ACTIVITY LIST:
A - Do these statements agree with the Ypres Salient travel diary? (i) The writer had never visited the Passchendaele Memorial Museum before. (ii) The trench reconstruction at the museum was muddy. (iii) Captain John Leslie Derrick served with the Royal Fusiliers in Egypt.
B - Carry on the Ypres Salient travel diary from its final sentence.

Ypres Salient 2021 Day Four: Into the Storm

Today was so not the weather for battlefield-ing. It was cold, wet, and blowing a gale. As a result today's plans were mostly centred around staying out of the weather as much as possible.

After a relatively slow start I drove over the the Passchendaele Memorial Museum in Zonnebeke. I've been a few times before but it's by far my favourite of the museums in the Salient and has a huge display about both the war generally and the Third Battle of Ypres. There's also a very good audioguide, which, despite having heard a few times before is still very interesting.

One thing I did note was that in a couple of the cases there were some additional documents about the YMCA. In the New Zealand displays there was the "Buckshee" book of the NZYMCA's work in the war, which I have previously read when it was in the neighbouring research centre. 

After the indoor exhibits the visitors' route at the museum leads you outside into a trench reconstruction, that was grim in the terrible weather. I was very grateful to scurry through and back indoors - and that was without having to contend with any mud! It was definitely a reminder of how grim trench life in the Winter must have been for the soldiers. 

As I was in the area I drove up to Tyne Cot Cemetery. Here, the weather was even worse and I had to battle the strong wind and sideways rain just to get across from the car park. I think it might have been the first time that I've been the only person here - not that I wanted to linger long myself.

At the memorial wall I went to search for the name of Captain John Leslie Derrick, who had studied maths and history at Pembroke College, Oxford. He was also from Gloucestershire, as I am, and was educated at Cheltenham Grammar School before he went up to Oxford. His army service started at the beginning of the First World War when he was commissioned into the Royal Fusiliers, who he then served with in Egypt. In October 1916 he transferred to the 6th Yorkshires at Beaumetz, who he served with until his death during the Third Battle of Ypres on 27th August 1917.

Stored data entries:
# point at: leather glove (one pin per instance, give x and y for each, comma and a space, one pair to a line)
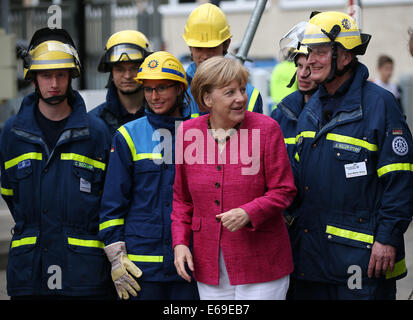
122, 268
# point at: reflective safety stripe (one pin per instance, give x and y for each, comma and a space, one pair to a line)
140, 258
351, 140
253, 99
342, 34
26, 156
141, 156
129, 141
289, 140
111, 223
358, 236
135, 156
399, 269
306, 134
78, 157
23, 242
85, 243
42, 62
7, 192
297, 157
394, 167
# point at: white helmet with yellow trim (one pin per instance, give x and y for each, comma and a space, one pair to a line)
336, 29
125, 45
51, 49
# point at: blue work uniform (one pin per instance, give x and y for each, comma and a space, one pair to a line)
355, 182
113, 113
286, 113
137, 202
254, 97
54, 196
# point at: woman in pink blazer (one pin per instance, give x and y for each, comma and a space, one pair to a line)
233, 180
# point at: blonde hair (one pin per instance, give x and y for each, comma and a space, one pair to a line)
216, 72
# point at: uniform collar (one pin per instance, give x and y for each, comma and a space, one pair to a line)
167, 122
292, 105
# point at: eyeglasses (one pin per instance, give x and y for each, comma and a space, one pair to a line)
159, 90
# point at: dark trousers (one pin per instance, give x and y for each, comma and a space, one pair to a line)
372, 289
167, 291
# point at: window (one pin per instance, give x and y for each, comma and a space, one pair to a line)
184, 7
322, 4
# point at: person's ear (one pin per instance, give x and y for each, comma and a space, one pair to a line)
207, 99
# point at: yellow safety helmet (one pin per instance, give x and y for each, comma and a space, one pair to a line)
162, 65
126, 45
51, 49
336, 27
290, 43
206, 27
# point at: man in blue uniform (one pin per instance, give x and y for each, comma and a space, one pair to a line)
286, 113
354, 159
124, 53
207, 34
135, 222
53, 159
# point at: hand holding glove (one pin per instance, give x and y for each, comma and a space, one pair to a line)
122, 268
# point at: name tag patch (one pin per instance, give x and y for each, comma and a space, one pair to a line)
356, 169
85, 186
347, 147
24, 164
83, 165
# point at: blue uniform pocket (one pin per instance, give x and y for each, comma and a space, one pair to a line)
87, 265
21, 260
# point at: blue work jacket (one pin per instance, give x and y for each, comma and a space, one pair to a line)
112, 112
355, 183
137, 199
54, 198
254, 96
286, 113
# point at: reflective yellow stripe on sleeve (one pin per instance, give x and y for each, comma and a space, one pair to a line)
351, 140
23, 242
253, 99
297, 157
85, 243
394, 167
137, 156
129, 141
289, 140
111, 223
78, 157
145, 258
151, 156
353, 235
26, 156
306, 134
7, 192
399, 269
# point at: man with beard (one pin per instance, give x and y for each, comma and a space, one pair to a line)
53, 159
124, 52
287, 111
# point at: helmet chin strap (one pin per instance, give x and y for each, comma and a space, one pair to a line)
129, 93
54, 100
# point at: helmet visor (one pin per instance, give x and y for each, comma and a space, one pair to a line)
345, 34
125, 52
53, 46
290, 43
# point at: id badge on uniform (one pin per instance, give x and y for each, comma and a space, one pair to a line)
356, 169
85, 186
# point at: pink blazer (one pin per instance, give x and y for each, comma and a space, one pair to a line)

YOUR RESPONSES:
A -
(i) No: "I've been a few times before"
(ii) No: "and that was without having to contend with any mud!"
(iii) Yes: "commissioned into the Royal Fusiliers, who he then served with in Egypt"

B -
After Tyne Cot I had to head back to Poperinghe in time for a covid test, but I stopped briefly on the way at the New Zealand memorial. I remember coming here on a long walk a couple of years ago on a surprisingly hot March day, which felt a world away from today. In the mizzly rain it was difficult to see very far down the hill at all.

I then spent the rest of the afternoon meeting with Jan, the archivist of Talbot House. It was fascinating! He showed me around the archive and talked through everything they have about the House's history, some of which has been here since the First World War and much of which they have collected in the decades since. There were lots of pieces of information that are going to be really useful for my research and it was great to be able to go through it all with someone as well versed as Jan who has spent decades researching Talbot House. 

Until tomorrow, when hopefully the weather will be looking cheerier!